Page excerpt -
__________

I'm specifically using "f.x = 1" because "sizeof f.x" takes the size of a bitfield lvalue, which is clearly not allowed.

Answer 4

Trying to get the size of a bitfield isn't legal, as you have seen. (sizeof returns the size in bytes, which wouldn't make much sense for a bitfield.)

sizeof(f.x = 1) will return the size of the type of the expression. Since C doesn't have a real "bitfield type", the expression (here: an assignment expression) usually gets the type of the bit field's base type, in your example unsigned int, but it is possible for a compiler to use a smaller type internally (in this case probably unsigned char because it's big enough for one bit).

Answer 5

The

(f.x = 1)

is not an expression, it is an assignment and thus returns the assigned value. In this case, the size of that value depends on the variable, it has been assigned to.

unsigned x:1

has 1 Bit and its sizeof returns 1 byte (8 bit alignment)

If you would use

unsigned x:12

then the sizeof(f.x = 1) would return 2 byte (again because of the 8 bit alignment)

Answer 6

The sizeof(1) is presumably the size of an integer on the platform you are compiling on, probably either 4 or 8 bytes.

Note that I'm NOT taking sizeof(1), which is effectively sizeof(int). Look close, I'm taking sizeof(f.x = 1), which should effectively be sizeof(bitfield_type).

I'd like to see a reference to something that tells me whether the construct is legal. As an added bonus, it would be nice if it told me what sort of result is expected.

gcc certainly disagrees with the assertion that sizeof(bitfield_type) should be the same as sizeof(int), but only on some platforms.

__________

Recorded data -
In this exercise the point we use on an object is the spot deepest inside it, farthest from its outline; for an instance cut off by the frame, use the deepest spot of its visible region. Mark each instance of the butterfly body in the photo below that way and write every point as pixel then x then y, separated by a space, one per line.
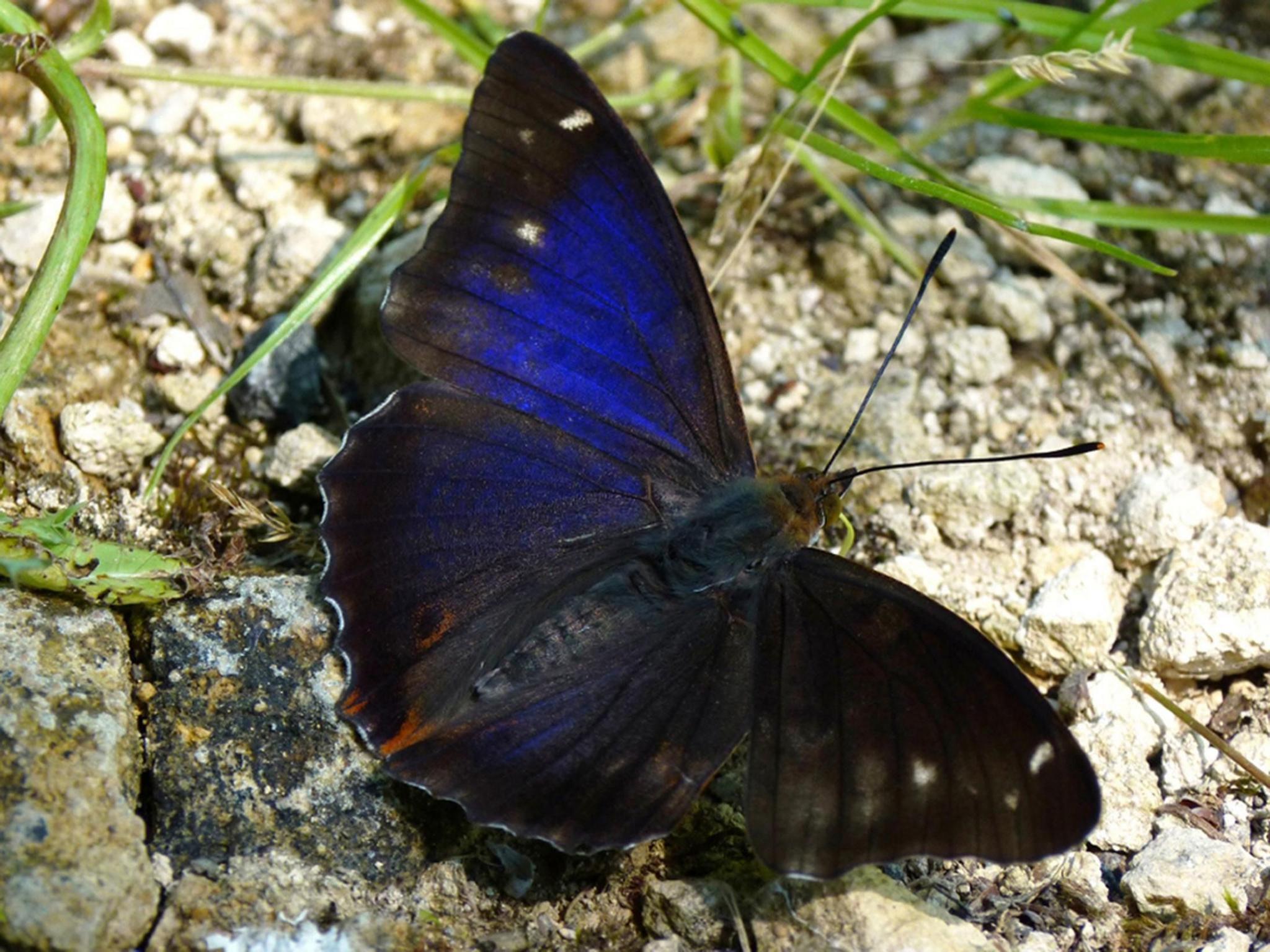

__________

Written task 1 - From the bitfield thread, reproduce the passage starting with "I'm specifically using" and going on through "for a bitfield.)".
Written task 2 - According to Answer 4 in the bitfield thread, what type does the assignment expression usually get?

Task solution 1 -
I'm specifically using "f.x = 1" because "sizeof f.x" takes the size of a bitfield lvalue, which is clearly not allowed.

Answer 4

Trying to get the size of a bitfield isn't legal, as you have seen. (sizeof returns the size in bytes, which wouldn't make much sense for a bitfield.)

Task solution 2 - It usually gets the bit field's base type, which in the example is unsigned int.